- What you will do: Write the entries out again in full and unchanged, dropping every image.

- Point-per-instance localization data:
§

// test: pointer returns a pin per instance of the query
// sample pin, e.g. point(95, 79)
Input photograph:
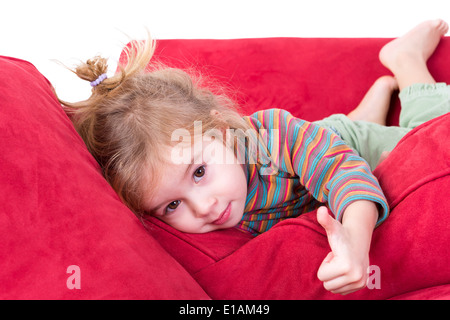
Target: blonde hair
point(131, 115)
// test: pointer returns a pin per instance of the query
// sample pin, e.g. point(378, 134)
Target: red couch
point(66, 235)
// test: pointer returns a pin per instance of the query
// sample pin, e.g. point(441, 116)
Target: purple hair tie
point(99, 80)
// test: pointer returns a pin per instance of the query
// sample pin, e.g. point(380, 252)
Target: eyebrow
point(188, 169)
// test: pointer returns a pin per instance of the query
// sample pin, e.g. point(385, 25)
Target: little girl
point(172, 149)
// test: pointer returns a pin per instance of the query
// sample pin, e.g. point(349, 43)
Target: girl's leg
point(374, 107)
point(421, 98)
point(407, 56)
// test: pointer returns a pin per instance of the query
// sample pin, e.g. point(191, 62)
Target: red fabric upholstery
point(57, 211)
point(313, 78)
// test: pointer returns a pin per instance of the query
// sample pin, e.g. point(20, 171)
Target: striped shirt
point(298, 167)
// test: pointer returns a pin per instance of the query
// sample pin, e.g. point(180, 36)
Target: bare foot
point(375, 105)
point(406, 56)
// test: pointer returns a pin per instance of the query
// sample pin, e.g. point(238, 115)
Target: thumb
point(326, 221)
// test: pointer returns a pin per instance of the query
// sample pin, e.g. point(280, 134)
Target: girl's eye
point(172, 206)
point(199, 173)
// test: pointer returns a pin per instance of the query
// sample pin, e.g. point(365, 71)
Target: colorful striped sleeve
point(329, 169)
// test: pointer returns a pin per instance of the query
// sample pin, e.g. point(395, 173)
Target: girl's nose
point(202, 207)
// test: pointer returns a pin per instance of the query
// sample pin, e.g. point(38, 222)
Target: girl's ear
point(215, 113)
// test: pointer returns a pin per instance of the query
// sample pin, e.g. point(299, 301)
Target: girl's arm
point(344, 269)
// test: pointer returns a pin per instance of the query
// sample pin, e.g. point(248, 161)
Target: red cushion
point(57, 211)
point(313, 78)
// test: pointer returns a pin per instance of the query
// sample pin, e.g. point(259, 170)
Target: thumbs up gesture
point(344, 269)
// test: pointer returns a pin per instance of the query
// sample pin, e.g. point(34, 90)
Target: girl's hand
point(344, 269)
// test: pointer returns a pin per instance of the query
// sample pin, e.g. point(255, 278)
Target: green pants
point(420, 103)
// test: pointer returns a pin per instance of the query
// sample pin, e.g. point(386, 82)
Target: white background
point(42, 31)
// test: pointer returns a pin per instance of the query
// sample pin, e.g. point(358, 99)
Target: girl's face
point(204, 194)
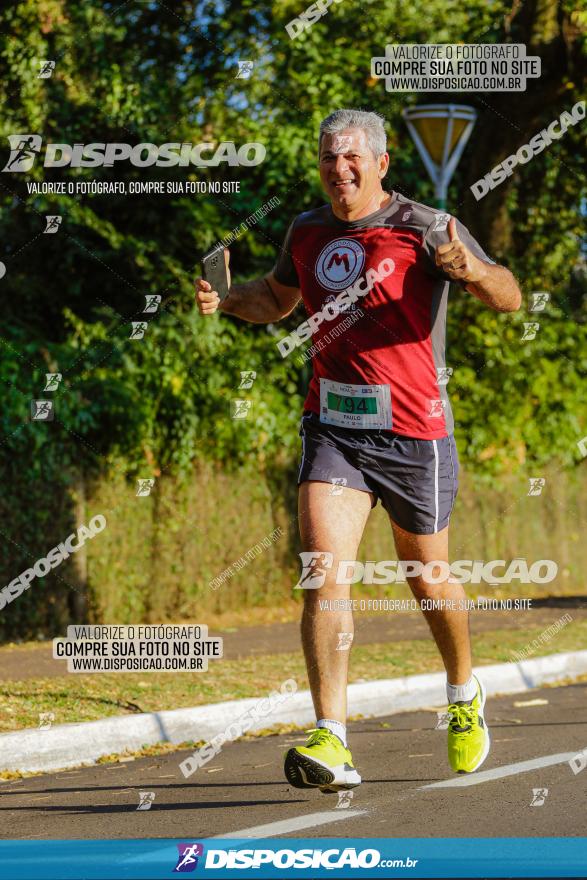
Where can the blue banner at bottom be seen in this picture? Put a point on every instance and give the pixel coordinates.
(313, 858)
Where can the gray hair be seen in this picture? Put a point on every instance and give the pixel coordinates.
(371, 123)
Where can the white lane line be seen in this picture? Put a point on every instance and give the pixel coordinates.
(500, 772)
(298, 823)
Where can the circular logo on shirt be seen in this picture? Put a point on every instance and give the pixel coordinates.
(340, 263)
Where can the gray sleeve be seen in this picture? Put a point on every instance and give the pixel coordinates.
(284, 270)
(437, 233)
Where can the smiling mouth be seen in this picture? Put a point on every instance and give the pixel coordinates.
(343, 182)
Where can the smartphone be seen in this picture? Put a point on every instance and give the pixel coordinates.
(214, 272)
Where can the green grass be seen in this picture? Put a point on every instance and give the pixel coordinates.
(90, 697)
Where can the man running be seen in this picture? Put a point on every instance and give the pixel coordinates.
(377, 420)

§

- Expected output:
// test: pointer returns a pin per instance of the query
// sample pin, e.g. point(95, 79)
Input photograph:
Target: blonde hair
point(131, 115)
// test: pointer returns a pin per instance of the query
// sample pin, e.g. point(378, 134)
Target: red couch
point(66, 235)
// test: pointer returns a pin per instance of the query
// sample pin, e.g. point(441, 116)
Target: purple hair tie
point(99, 80)
// test: pointer returns a pin per instance of the query
// sample pin, e.g. point(380, 252)
Target: eyebrow
point(188, 169)
// test: pointer returns a pin per instance of the query
// sample pin, e.g. point(385, 25)
Target: little girl
point(172, 149)
// test: pointer returns a pin per instance of the query
// sample pin, e.g. point(349, 43)
Target: girl's leg
point(374, 107)
point(421, 98)
point(407, 56)
// test: pointer returns a pin per instance of the query
// sample pin, e.g. point(191, 62)
Target: red fabric upholstery
point(57, 211)
point(313, 78)
// test: pointer returns a pin per instance of the query
// sample pin, e.g. point(20, 171)
Target: striped shirt
point(298, 167)
// test: pointer returns a pin per instance of the query
// sample pin, e.g. point(180, 36)
Target: bare foot
point(375, 105)
point(406, 56)
// test: pointer returns a pin per instance of the query
// sample pin, e.g. point(238, 115)
Target: thumb
point(326, 221)
// test: pointer returns a pin per instance of the query
// sample pin, e.g. point(280, 134)
Target: girl's eye
point(172, 206)
point(199, 173)
// test: pointer returns a pin per instance of the query
// sample pin, e.g. point(365, 71)
Target: colorful striped sleeve
point(329, 169)
// test: pointer returns a pin per instance of the query
// sample pin, e.g. point(395, 173)
Target: girl's nose
point(202, 207)
// test: pointer returns a pin per instance of the query
// sample pin, e.g. point(38, 222)
Target: girl's ear
point(215, 113)
// test: pointer returns a pin per instance of the query
// sample pin, e.g. point(299, 301)
Target: girl's arm
point(344, 269)
// test: pointer returns a pin per instance of the query
// sample pin, e.g. point(248, 161)
Target: red cushion
point(57, 211)
point(313, 78)
// test: pointer returns a pin per instance of the query
// sample pin, e.g. point(259, 170)
Target: thumbs up gesture
point(344, 269)
// test: pointer returns a pin per instance of the query
// sample pin, e.g. point(34, 90)
Target: girl's hand
point(344, 269)
// test: pointer returns a pin per instance of the query
// sample pin, e.g. point(255, 278)
Target: green pants
point(420, 103)
// test: pointer returns a pin per instance of the query
// sample pin, e.g. point(386, 82)
Target: white background
point(42, 31)
// test: pointer returns a pin per instance of the query
// sample pin, e.g. point(358, 99)
Target: girl's face
point(204, 194)
Where can the blue banner at bottom be seen in this picture? Put a point on every instance and give the pixel coordinates.
(313, 858)
Where can the gray hair be seen in this picture? Put a point on every instance and give the pixel coordinates.
(371, 123)
Where can the white lane line be seen in this picture? Put a point on every instance and give the pixel coordinates.
(500, 772)
(298, 823)
Where can the circular logo on shirt be seen in this picture? Put a point on every instance and give the pixel coordinates.
(340, 263)
Where can the gray sleeve be seen in this picture? Put a point on every instance and give the pixel coordinates.
(284, 270)
(437, 233)
Where can the smiling mouth be seen in this picture? Put a point on every instance and give the pixel coordinates.
(343, 182)
Where can the smartphone be seen in this picture? Put a point on every instance and give the pixel coordinates.
(214, 272)
Where can the green grass be seen in this picture? Put a point on every instance and give the pixel coordinates.
(90, 697)
Where can the man running be seen in this picture? Put a point on every instance and give the pixel coordinates.
(377, 420)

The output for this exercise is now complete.